• _Information supplied_
● ● ● ●
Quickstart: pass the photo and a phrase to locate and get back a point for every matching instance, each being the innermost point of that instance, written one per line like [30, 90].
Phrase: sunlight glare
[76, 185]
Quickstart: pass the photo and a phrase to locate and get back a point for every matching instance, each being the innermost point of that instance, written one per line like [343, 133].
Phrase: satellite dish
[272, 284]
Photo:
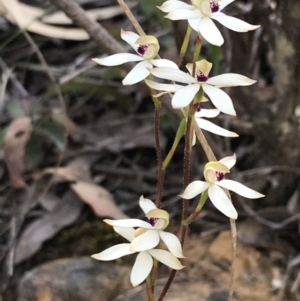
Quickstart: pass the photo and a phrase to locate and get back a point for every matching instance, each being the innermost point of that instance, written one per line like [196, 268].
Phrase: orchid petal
[127, 233]
[172, 5]
[173, 74]
[141, 268]
[146, 204]
[184, 96]
[210, 32]
[221, 201]
[193, 189]
[166, 258]
[213, 128]
[146, 241]
[183, 14]
[207, 113]
[129, 37]
[162, 87]
[172, 242]
[224, 3]
[220, 99]
[113, 252]
[163, 63]
[128, 223]
[229, 161]
[138, 73]
[233, 23]
[118, 59]
[230, 80]
[240, 189]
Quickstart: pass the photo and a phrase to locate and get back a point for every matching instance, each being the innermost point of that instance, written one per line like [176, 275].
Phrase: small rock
[76, 279]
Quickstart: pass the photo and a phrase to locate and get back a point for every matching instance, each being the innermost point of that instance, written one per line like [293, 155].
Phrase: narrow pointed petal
[221, 201]
[127, 233]
[210, 32]
[166, 258]
[146, 204]
[138, 73]
[220, 99]
[240, 189]
[230, 80]
[118, 59]
[129, 37]
[183, 14]
[162, 87]
[224, 3]
[172, 242]
[113, 252]
[233, 23]
[207, 113]
[169, 6]
[229, 161]
[145, 241]
[141, 268]
[194, 189]
[184, 96]
[213, 128]
[129, 223]
[173, 74]
[163, 63]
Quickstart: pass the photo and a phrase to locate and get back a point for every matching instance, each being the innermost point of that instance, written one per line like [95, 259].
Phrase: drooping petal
[145, 241]
[162, 87]
[138, 73]
[207, 113]
[229, 161]
[173, 74]
[166, 258]
[184, 96]
[230, 80]
[221, 201]
[129, 37]
[113, 252]
[240, 189]
[220, 99]
[163, 63]
[171, 5]
[146, 204]
[172, 242]
[233, 23]
[224, 3]
[213, 128]
[141, 268]
[193, 189]
[210, 32]
[183, 14]
[128, 223]
[127, 233]
[118, 59]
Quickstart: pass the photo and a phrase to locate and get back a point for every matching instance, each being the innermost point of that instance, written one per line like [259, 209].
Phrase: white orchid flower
[208, 125]
[200, 15]
[214, 174]
[148, 234]
[146, 47]
[144, 261]
[211, 86]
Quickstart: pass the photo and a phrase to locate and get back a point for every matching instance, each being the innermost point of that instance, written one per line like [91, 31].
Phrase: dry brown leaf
[17, 135]
[99, 199]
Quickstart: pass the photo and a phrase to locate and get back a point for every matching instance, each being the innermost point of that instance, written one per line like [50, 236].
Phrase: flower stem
[180, 132]
[185, 45]
[201, 203]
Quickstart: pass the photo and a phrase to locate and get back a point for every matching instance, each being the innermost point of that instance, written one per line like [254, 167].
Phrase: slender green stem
[198, 209]
[180, 132]
[185, 45]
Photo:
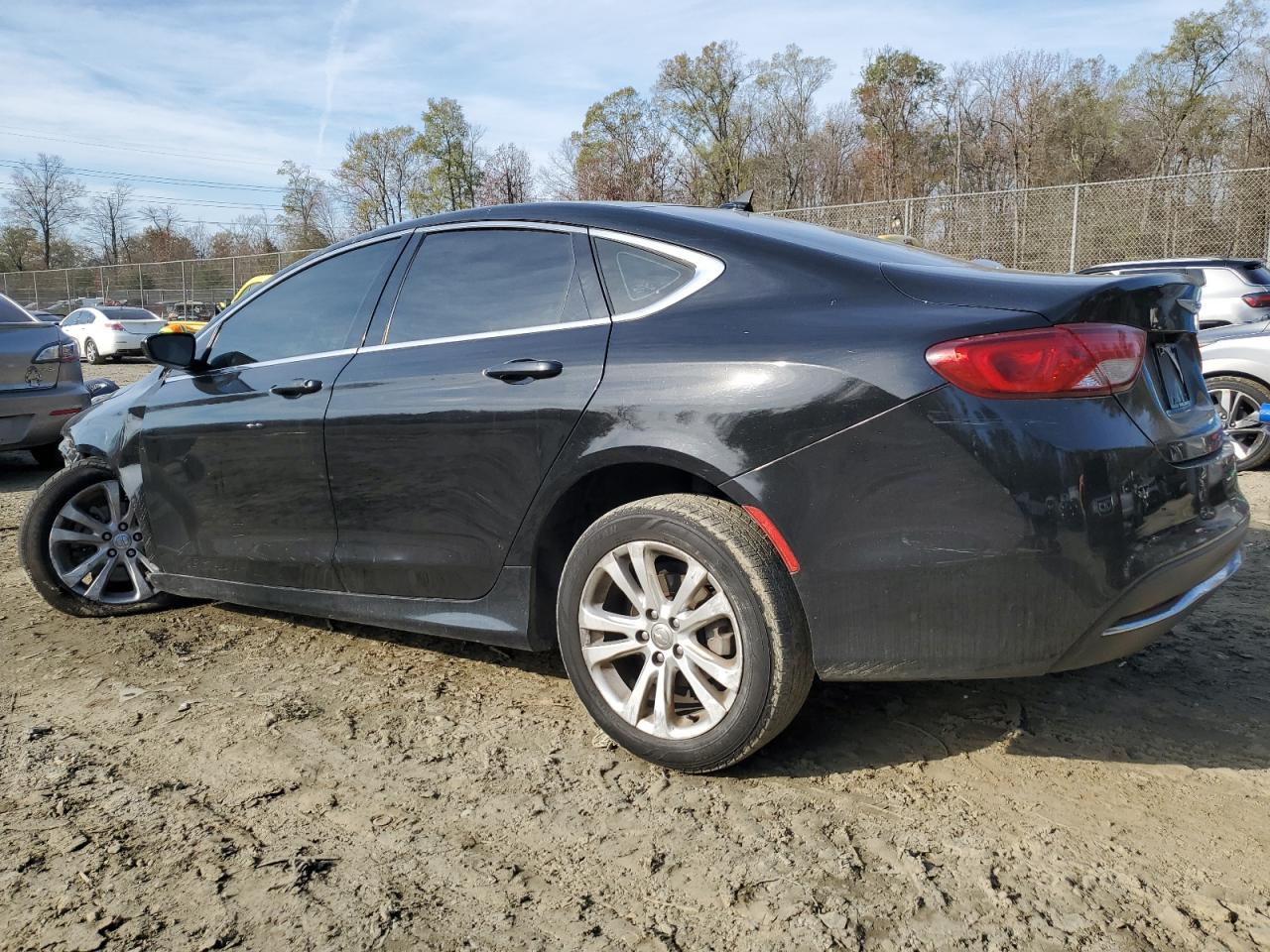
● ● ● ●
• _Directions for this task_
Pick out each line above that contains the word "orchid". Letter case counts.

• _Finished task_
Phrase: orchid petal
Phrase: white orchid flower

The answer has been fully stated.